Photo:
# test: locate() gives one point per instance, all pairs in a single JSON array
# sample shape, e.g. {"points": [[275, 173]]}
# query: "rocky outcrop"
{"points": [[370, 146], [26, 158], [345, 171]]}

################

• GIVEN PROBLEM
Convert every line of the records above into a Markdown table with the columns "No." and "Text," numbering each line in order and omitting blank lines.

• RESPONSE TO THIS EXERCISE
| No. | Text |
|---|---|
| 1 | Photo: |
| 2 | # test: locate() gives one point per instance, all pairs in a single JSON array |
| 3 | # sample shape, e.g. {"points": [[275, 173]]} |
| 4 | # query: "rocky outcrop" |
| 5 | {"points": [[370, 146], [26, 158], [345, 171]]} |